Dataset records section start
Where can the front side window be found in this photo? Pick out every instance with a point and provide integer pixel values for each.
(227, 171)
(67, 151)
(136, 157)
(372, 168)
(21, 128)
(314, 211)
Dataset records section end
Exercise requirements: The answer is the full set of records, printed exactly as given.

Task answer:
Where can the front side window be found in this photo? Pick out every instance with a point and provide integer pixel values for each.
(227, 171)
(67, 151)
(136, 157)
(372, 168)
(21, 128)
(314, 211)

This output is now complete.